**Directions:**
Pull out each line in the rows below that contains the string "door". Case counts.

**Records shown:**

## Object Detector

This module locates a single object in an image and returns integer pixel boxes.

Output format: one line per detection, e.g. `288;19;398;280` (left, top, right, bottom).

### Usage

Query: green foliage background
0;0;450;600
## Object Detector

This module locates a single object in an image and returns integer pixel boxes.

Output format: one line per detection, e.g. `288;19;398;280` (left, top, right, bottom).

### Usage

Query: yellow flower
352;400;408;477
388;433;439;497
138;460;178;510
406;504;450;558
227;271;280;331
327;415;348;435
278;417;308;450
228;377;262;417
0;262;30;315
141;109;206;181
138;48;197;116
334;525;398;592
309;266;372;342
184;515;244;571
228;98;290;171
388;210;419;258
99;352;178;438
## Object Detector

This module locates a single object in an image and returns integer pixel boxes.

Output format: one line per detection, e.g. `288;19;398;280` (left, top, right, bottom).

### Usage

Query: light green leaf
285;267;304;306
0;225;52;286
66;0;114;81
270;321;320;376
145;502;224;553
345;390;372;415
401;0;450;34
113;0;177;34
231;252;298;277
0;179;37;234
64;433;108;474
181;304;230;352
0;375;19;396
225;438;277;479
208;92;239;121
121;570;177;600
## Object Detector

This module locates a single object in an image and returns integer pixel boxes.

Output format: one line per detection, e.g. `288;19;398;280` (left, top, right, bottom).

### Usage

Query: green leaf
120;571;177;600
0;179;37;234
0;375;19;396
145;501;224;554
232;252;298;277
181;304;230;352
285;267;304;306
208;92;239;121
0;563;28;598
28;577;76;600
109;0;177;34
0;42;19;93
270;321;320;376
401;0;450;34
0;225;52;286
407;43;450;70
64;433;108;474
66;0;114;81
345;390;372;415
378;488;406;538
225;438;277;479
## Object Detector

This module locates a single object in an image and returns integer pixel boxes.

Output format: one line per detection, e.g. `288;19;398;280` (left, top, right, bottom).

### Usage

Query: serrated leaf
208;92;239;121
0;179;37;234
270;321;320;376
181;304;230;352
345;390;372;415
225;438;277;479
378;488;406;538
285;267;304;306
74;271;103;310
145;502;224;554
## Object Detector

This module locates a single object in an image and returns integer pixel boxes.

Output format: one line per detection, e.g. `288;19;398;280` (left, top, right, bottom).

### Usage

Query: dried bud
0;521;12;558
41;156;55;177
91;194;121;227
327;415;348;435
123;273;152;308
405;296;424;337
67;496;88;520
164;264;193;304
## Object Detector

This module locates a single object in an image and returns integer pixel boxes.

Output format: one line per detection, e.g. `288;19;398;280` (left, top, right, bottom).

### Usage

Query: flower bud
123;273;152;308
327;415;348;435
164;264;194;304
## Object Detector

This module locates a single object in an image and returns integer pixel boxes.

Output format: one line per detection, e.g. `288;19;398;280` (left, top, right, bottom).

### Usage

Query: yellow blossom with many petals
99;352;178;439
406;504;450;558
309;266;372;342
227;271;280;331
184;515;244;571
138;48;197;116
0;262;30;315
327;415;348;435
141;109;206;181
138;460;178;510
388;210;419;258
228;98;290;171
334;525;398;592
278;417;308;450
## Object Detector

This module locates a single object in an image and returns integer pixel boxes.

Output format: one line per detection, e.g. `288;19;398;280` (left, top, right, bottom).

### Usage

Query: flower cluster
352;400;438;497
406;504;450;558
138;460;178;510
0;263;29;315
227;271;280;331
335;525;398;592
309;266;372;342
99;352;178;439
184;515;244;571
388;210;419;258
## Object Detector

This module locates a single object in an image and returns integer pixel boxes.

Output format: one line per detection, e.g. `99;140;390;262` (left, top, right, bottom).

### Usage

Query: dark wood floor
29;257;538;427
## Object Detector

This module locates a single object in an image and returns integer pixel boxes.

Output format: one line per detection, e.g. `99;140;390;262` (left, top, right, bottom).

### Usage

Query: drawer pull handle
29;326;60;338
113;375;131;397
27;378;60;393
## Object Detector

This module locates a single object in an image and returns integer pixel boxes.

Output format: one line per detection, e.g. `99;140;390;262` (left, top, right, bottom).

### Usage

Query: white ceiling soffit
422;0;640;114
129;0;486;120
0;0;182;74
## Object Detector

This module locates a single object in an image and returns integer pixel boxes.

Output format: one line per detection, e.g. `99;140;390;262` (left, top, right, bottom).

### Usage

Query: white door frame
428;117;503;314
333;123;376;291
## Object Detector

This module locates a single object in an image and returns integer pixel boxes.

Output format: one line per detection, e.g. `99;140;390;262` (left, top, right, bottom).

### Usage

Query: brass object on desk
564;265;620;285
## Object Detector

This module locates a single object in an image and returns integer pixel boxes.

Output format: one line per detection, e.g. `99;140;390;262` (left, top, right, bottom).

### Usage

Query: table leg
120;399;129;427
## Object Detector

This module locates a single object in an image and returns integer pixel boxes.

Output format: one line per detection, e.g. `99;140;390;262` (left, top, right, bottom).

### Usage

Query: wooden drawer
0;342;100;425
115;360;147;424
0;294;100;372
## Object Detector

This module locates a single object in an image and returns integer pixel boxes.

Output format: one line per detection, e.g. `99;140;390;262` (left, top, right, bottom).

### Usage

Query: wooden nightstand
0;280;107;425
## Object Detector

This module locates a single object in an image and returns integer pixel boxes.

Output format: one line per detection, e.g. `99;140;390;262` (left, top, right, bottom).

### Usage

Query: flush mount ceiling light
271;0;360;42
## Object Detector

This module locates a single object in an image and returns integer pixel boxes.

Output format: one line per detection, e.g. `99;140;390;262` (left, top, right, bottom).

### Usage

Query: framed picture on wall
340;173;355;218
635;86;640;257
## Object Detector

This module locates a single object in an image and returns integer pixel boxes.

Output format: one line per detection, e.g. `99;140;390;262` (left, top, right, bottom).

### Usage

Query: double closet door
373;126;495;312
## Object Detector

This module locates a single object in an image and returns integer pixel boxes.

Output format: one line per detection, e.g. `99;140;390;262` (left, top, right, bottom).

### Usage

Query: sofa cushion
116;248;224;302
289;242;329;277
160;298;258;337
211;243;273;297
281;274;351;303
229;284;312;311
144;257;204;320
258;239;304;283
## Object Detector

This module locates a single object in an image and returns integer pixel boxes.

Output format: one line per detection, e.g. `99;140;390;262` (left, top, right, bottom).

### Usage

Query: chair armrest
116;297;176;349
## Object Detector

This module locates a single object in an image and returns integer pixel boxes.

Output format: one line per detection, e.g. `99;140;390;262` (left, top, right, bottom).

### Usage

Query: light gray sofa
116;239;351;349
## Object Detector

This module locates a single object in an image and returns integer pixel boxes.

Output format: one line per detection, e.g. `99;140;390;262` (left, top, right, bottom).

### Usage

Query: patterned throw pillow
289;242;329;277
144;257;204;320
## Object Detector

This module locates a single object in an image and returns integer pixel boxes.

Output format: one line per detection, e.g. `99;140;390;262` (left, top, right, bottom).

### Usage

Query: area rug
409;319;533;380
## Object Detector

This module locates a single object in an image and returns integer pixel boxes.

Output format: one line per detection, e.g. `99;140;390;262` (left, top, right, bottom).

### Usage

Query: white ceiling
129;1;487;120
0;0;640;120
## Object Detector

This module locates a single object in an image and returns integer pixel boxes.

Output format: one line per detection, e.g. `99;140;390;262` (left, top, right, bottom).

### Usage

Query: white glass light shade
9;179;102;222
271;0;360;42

**Exercise response:**
Query: white door frame
Query: double closet door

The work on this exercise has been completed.